> Esercizi da svolgere
1: Secondo il blocco di testo, in quale area geografica è specializzata la casa editrice Iperborea?
2: Trascrivi dal blocco di testo il passo compreso tra "La parte più" e "strada in futuro.", estremi inclusi.

> Blocco di testo
Sfortunatamente no. Scegliamo i paesi anche in base ai nostri interessi. Per dire, io vivo in Turchia, quindi quella era una tappa obbligata. Iperborea è una casa editrice specializzata nel nord Europa quindi abbiamo scelto di dedicare un numero anche a molti paesi nordici. Però, ad esempio, io non sono mai stato in Giappone mentre altri della redazione sì.

La parte più interessante di questo lavoro è proprio scoprire posti che non si conoscono.

Il prossimo numero poi è un viaggio molto diverso, dedicato allo spazio: la Luna, Marte, tutti posti dove è abbastanza evidente che nessuno di noi è mai stato. È interessantissimo scoprire tutto un mondo nuovo e abbiamo intenzione di proseguire su questa strada in futuro.


Ti viene in mente qualcosa che hai scoperto lavorando su un numero che ti ha particolarmente colpito?


Con tutti i numeri scopro tantissimo. Anche sulla Turchia, nonostante vivessi qui, mi sono accorto di averne una conoscenza abbastanza superficiale.

Oppure, uno degli ultimi numeri è su Parigi, una città che conosco molto bene, però l’abbiamo affrontata guardando a zone dove non sono mai stato, le periferie – così come abbiamo fatto per Roma – e mi ha fatto scoprire realtà di cui non sapevo nulla.


Due immagini dal numero sulla Turchia. Foto di Nicola Zolin.

Tornando allo spazio che mi interessa molto. Come è nata l’idea per quest’ultimo numero?


L’idea di fare un numero su un luogo più astratto c’era fin dall’inizio. Il motivo per cui ci siamo finalmente lanciati sullo Spazio è legato alla pandemia e all’impossibilità di viaggiare. Per lo stesso motivo abbiamo deciso di fare numeri come quello su Roma (faremo anche Napoli in un futuro prossimo) meno legati al viaggio in sé e più all’approfondimento. È un periodo in cui di Spazio si parla molto, è in corso una rivoluzione epocale, con le società private che sostituiscono o affiancano le agenzie spaziali nazionali con l'obbiettivo di fare soldi, non più per orgoglio nazionale o rivalità tra grandi potenze. In mezzo a questa rivoluzione ci sono anche aspetti scientifici molto interessanti che poi diventano anche aspetti filosofici. Scienza e profitto si mescolano in un modo che trovo affascinante e sta succedendo tutto adesso. Infatti, uno dei capisaldi di The Passenger è di occuparci della contemporaneità.

> Dati registrati
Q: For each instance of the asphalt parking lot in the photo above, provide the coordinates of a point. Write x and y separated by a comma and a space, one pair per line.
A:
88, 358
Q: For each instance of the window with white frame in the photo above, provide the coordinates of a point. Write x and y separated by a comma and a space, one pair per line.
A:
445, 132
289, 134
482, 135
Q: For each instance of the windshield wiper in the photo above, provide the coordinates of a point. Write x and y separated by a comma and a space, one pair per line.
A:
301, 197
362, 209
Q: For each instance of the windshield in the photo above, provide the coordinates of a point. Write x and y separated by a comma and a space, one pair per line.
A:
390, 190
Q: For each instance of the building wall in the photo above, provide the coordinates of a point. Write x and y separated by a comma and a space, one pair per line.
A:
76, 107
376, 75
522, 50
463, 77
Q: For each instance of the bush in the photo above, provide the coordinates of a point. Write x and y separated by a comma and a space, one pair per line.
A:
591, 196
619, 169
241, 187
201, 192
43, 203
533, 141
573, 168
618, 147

> Soluzioni per esercizio
1: Nel nord Europa.

2:
La parte più interessante di questo lavoro è proprio scoprire posti che non si conoscono.

Il prossimo numero poi è un viaggio molto diverso, dedicato allo spazio: la Luna, Marte, tutti posti dove è abbastanza evidente che nessuno di noi è mai stato. È interessantissimo scoprire tutto un mondo nuovo e abbiamo intenzione di proseguire su questa strada in futuro.